WORK REQUIRED:
Select every line of the material below that contains the string "surface", and reproduce each such line in full.

THE RECORDS:

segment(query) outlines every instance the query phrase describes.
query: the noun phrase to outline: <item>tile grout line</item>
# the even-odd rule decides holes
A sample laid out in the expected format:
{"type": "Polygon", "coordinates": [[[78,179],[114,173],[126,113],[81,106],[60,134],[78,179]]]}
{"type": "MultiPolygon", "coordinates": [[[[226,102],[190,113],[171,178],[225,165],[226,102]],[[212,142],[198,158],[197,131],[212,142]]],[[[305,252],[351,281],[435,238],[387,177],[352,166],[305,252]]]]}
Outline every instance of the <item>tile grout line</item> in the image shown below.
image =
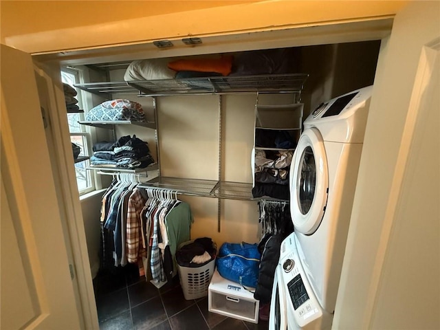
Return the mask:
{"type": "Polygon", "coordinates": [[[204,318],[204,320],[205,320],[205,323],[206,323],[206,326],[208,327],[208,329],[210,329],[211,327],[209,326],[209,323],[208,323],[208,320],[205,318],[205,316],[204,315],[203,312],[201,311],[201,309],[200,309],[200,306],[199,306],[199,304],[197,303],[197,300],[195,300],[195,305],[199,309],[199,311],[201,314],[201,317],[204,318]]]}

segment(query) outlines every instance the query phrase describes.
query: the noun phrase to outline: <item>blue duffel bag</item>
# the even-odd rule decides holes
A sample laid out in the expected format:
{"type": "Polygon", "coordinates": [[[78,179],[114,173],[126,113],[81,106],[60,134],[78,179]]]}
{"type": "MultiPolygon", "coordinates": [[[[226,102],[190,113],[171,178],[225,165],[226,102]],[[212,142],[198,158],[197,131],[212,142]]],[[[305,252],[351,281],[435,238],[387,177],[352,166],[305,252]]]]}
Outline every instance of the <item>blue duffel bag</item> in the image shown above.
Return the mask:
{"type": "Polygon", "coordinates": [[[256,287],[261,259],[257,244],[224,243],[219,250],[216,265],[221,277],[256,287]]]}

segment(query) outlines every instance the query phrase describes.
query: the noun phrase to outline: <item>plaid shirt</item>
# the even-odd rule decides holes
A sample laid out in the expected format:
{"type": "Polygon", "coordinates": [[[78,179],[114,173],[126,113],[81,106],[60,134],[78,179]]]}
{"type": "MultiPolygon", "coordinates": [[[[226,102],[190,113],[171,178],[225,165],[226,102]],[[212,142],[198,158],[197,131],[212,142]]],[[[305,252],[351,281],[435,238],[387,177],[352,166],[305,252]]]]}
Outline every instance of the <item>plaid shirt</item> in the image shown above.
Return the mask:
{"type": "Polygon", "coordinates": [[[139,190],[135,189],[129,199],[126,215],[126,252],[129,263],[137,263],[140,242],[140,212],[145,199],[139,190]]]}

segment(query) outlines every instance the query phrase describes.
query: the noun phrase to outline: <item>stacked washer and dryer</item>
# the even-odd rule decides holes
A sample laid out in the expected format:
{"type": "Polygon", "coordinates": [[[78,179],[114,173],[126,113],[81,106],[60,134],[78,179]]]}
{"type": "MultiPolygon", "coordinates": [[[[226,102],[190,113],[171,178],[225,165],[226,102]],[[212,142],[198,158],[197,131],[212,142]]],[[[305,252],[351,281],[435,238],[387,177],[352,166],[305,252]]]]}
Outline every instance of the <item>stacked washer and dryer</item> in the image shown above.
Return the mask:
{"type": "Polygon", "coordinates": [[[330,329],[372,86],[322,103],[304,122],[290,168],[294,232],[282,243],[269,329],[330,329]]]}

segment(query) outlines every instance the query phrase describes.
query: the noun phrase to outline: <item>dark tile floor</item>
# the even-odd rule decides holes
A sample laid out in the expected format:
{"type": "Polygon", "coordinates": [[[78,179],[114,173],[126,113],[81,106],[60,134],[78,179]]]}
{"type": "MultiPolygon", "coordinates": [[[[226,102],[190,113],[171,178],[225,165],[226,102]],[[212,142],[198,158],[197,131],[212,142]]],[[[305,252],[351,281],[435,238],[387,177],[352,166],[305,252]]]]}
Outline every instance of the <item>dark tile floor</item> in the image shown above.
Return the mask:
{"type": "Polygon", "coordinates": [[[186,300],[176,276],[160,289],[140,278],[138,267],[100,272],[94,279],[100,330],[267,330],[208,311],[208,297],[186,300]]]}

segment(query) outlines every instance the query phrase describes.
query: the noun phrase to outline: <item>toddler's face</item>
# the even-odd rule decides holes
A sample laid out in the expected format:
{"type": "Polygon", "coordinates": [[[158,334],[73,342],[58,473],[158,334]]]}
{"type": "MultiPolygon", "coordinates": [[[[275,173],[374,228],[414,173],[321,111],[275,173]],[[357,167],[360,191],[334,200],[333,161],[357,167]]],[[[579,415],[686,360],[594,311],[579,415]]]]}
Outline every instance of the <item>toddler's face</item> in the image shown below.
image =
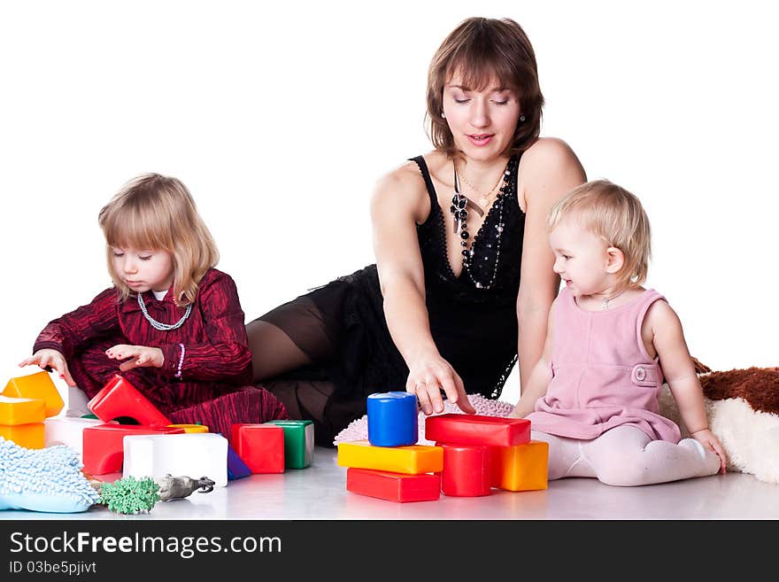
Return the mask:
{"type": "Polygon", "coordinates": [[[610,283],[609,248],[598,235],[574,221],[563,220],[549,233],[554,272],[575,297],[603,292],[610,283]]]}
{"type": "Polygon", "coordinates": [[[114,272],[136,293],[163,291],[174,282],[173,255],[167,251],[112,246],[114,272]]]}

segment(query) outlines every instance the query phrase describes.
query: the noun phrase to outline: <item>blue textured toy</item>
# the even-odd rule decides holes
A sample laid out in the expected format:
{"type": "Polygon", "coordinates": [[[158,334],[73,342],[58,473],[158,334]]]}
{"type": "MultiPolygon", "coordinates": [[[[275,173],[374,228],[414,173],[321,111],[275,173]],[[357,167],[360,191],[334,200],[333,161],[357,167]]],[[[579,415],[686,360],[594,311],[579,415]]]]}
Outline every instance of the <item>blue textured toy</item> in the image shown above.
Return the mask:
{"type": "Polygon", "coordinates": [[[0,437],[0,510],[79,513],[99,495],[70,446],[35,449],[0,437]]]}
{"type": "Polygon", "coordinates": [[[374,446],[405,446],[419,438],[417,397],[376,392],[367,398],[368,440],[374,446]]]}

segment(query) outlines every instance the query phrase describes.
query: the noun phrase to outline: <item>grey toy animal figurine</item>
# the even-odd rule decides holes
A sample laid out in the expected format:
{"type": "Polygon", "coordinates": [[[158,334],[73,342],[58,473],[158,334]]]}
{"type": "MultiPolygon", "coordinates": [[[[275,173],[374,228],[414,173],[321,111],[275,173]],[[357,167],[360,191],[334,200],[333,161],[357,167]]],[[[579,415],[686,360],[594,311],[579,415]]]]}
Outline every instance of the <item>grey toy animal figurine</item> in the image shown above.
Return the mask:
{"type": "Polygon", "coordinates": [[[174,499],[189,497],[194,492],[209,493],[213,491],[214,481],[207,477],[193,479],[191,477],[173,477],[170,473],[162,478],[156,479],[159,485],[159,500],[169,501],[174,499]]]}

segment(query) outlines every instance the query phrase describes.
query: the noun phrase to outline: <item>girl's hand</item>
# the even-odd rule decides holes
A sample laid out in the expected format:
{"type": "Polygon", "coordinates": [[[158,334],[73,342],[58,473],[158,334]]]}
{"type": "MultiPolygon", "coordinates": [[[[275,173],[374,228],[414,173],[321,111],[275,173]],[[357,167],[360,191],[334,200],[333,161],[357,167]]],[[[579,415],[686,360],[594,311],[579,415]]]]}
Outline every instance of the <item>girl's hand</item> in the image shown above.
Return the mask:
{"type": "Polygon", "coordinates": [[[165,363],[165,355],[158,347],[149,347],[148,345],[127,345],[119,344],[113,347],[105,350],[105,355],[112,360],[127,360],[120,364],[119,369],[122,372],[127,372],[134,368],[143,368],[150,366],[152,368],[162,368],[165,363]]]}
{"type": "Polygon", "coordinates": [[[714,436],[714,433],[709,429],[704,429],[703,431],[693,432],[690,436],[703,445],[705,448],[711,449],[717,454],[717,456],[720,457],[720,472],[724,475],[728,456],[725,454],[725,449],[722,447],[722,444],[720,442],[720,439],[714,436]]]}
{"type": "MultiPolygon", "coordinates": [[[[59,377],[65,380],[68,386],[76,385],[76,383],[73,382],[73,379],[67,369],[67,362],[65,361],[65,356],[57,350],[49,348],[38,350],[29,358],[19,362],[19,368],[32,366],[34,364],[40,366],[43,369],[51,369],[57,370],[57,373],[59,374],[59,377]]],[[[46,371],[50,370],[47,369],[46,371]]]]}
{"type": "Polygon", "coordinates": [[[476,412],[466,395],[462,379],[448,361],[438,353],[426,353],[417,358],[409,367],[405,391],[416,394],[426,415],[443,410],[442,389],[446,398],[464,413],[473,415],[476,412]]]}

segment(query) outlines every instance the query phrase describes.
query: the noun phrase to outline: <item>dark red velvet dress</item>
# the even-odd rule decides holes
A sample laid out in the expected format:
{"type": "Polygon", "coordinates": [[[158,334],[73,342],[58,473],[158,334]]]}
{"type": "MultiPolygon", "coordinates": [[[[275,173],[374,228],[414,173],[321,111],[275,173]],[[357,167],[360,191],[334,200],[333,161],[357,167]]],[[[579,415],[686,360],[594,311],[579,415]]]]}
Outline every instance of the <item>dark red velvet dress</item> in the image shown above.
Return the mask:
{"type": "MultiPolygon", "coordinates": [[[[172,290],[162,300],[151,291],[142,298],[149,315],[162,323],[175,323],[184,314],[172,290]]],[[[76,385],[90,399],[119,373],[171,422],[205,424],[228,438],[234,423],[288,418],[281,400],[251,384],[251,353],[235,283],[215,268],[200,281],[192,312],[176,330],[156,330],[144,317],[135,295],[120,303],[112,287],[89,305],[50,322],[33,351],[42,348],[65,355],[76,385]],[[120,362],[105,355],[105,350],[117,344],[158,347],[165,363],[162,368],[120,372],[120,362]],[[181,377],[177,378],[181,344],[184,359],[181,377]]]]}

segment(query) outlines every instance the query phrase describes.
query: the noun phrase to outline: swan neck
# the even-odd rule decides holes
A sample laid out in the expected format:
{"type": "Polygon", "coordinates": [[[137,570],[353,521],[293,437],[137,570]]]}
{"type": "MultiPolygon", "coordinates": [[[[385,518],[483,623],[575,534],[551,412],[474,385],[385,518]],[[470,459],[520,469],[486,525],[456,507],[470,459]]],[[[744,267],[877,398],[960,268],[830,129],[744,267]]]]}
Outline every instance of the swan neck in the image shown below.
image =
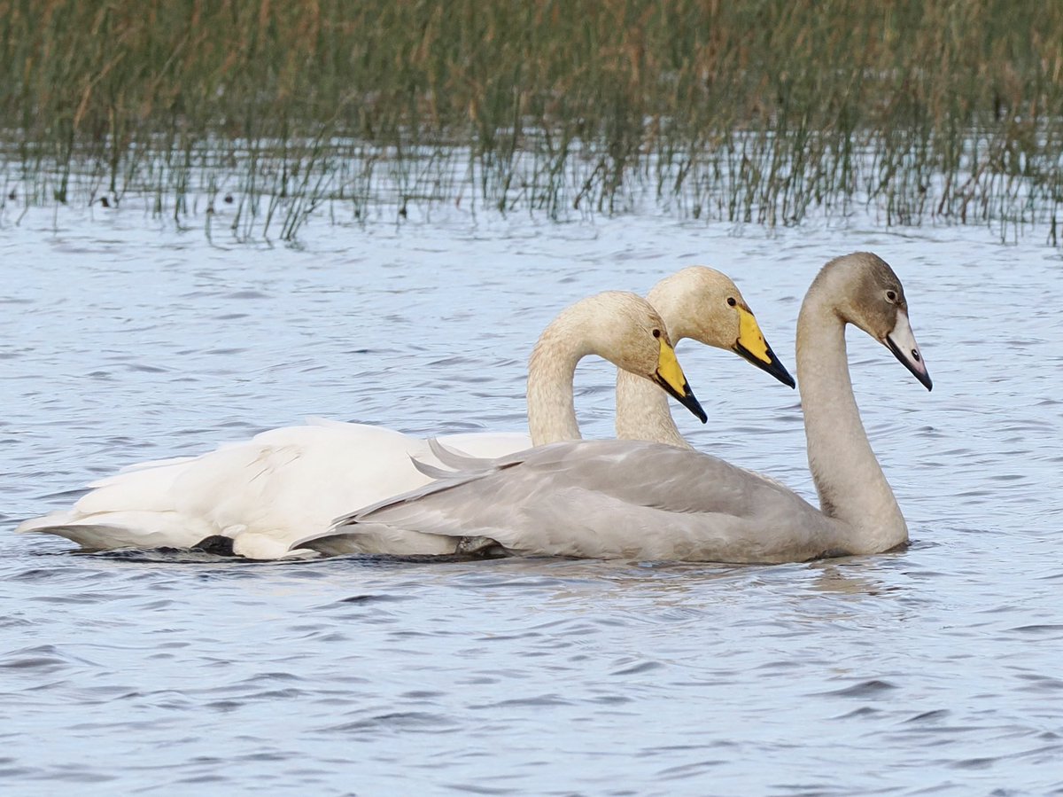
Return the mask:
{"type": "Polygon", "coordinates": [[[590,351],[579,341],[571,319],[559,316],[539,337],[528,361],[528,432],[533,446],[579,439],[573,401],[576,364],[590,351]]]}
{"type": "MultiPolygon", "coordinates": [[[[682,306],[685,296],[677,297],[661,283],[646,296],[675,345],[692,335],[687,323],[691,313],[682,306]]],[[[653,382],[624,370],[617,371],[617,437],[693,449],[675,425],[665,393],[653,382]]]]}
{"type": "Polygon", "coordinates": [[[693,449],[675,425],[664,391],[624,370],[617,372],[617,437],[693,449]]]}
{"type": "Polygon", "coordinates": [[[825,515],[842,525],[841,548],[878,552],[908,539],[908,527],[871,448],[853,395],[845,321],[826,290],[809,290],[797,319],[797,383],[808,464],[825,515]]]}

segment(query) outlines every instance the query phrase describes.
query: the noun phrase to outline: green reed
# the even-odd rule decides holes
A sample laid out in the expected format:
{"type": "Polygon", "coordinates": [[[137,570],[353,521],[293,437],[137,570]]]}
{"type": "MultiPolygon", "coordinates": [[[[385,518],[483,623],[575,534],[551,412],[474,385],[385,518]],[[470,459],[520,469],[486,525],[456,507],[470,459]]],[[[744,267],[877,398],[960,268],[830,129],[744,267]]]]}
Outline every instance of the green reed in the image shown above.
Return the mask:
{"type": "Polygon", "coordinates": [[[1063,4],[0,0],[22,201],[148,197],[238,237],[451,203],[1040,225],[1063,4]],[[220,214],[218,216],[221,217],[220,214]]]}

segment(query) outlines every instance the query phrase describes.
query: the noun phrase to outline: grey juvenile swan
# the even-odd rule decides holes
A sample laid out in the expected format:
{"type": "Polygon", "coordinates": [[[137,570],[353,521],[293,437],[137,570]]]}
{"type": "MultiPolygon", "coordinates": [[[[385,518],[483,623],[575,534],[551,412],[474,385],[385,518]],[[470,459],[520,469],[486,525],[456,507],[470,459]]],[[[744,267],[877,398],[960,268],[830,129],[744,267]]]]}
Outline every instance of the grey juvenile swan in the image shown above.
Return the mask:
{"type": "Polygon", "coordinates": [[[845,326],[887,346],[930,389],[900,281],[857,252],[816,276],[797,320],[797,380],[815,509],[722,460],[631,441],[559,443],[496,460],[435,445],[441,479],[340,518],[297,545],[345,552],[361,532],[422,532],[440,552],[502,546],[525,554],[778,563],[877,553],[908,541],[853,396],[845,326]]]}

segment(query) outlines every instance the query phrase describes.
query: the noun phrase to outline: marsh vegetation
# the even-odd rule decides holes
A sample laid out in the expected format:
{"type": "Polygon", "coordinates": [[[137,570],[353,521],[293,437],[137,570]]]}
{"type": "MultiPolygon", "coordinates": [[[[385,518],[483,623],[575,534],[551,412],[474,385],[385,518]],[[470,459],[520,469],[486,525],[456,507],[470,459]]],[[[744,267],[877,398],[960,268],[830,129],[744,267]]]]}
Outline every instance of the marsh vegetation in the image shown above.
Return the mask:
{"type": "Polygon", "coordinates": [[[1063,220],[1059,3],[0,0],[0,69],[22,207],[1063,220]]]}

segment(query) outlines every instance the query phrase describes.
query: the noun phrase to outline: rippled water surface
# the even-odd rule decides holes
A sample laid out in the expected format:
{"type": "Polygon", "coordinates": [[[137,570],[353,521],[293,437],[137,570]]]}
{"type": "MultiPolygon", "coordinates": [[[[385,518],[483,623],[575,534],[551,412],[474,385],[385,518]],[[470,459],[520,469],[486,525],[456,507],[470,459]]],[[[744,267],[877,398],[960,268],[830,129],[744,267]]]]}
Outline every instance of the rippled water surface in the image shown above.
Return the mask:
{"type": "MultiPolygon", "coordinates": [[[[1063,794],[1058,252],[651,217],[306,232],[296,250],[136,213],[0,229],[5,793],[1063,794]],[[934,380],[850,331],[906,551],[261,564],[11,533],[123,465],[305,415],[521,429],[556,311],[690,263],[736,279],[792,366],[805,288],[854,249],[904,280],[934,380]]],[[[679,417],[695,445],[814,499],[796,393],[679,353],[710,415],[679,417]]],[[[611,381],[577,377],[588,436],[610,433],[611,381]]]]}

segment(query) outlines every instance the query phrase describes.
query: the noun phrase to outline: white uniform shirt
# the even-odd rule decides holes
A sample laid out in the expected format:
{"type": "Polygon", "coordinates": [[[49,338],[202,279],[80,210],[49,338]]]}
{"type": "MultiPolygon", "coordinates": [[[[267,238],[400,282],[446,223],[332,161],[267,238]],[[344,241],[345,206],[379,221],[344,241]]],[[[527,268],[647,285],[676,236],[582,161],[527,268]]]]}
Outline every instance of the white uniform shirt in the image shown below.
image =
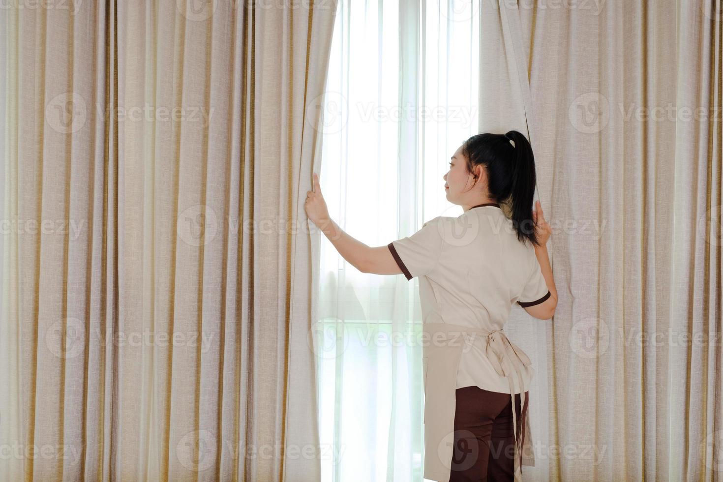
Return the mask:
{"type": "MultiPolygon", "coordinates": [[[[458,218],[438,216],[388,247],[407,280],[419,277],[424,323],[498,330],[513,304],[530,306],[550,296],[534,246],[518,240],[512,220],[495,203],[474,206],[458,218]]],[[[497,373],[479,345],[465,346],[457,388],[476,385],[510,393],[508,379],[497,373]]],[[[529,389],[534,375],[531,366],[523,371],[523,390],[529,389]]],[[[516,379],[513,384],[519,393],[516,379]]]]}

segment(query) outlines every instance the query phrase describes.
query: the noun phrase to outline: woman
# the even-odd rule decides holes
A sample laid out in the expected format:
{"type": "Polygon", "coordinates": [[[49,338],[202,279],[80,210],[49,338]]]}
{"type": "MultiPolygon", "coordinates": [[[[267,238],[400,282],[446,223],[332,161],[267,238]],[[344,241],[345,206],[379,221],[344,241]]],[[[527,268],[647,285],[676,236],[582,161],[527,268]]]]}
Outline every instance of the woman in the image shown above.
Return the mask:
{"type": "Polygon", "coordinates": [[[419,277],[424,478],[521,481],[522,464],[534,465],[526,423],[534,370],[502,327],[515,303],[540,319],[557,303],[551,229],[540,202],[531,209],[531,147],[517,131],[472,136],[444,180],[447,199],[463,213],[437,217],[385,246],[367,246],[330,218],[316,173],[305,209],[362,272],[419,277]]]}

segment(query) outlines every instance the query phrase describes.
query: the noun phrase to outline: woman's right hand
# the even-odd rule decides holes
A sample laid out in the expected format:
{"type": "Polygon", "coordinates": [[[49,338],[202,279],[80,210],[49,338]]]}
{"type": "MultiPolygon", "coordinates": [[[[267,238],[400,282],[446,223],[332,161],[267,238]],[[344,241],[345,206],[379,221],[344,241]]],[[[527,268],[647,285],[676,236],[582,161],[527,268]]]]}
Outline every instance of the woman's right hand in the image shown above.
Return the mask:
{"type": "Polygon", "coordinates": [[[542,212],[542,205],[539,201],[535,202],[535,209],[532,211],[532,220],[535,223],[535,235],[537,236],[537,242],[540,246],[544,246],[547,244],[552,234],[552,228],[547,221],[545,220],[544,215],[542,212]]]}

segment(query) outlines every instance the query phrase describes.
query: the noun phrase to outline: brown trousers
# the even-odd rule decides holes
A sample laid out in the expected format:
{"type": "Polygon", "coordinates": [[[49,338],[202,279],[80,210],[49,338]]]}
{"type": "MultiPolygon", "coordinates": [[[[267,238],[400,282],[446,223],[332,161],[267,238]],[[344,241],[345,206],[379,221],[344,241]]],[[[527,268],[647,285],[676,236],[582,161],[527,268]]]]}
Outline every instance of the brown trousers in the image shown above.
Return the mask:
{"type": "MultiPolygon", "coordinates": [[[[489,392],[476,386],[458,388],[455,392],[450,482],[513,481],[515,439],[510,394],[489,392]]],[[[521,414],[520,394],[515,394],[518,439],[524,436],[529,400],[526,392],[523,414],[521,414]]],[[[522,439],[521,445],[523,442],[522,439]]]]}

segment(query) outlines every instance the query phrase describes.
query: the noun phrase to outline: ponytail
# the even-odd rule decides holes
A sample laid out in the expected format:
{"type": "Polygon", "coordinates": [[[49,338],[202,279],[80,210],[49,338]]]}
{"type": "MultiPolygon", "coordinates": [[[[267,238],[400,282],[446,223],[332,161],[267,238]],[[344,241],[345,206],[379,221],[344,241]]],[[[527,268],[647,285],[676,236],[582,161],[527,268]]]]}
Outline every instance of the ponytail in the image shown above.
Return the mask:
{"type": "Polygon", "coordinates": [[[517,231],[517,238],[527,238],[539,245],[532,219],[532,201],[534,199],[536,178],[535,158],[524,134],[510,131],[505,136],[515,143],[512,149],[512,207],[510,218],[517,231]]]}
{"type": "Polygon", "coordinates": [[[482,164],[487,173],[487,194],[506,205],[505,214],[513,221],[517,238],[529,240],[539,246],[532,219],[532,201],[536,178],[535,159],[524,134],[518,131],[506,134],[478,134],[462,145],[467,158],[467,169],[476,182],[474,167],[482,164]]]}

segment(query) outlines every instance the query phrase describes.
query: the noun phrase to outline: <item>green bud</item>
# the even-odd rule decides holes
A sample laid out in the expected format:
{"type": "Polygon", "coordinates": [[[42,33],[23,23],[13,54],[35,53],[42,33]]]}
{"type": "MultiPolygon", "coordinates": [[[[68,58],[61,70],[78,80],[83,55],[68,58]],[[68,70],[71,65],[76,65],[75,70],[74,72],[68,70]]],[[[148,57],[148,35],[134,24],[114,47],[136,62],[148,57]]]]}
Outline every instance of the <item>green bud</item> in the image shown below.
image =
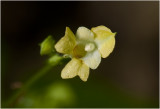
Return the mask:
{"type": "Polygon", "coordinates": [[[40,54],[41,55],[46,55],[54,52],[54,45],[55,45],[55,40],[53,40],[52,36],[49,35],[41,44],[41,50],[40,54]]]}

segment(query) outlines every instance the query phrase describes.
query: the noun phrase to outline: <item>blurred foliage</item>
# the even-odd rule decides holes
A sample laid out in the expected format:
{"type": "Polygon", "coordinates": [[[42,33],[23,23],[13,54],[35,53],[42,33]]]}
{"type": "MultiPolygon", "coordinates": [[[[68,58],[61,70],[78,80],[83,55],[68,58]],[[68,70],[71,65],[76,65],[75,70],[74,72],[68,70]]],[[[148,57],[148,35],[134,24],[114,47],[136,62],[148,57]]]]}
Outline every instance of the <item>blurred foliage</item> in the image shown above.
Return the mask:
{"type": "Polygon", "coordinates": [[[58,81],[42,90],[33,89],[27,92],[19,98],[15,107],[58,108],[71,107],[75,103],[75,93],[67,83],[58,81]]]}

EXERCISE RESPONSE:
query: the noun phrase to outline: rippled water surface
Outline every instance of the rippled water surface in the image shown above.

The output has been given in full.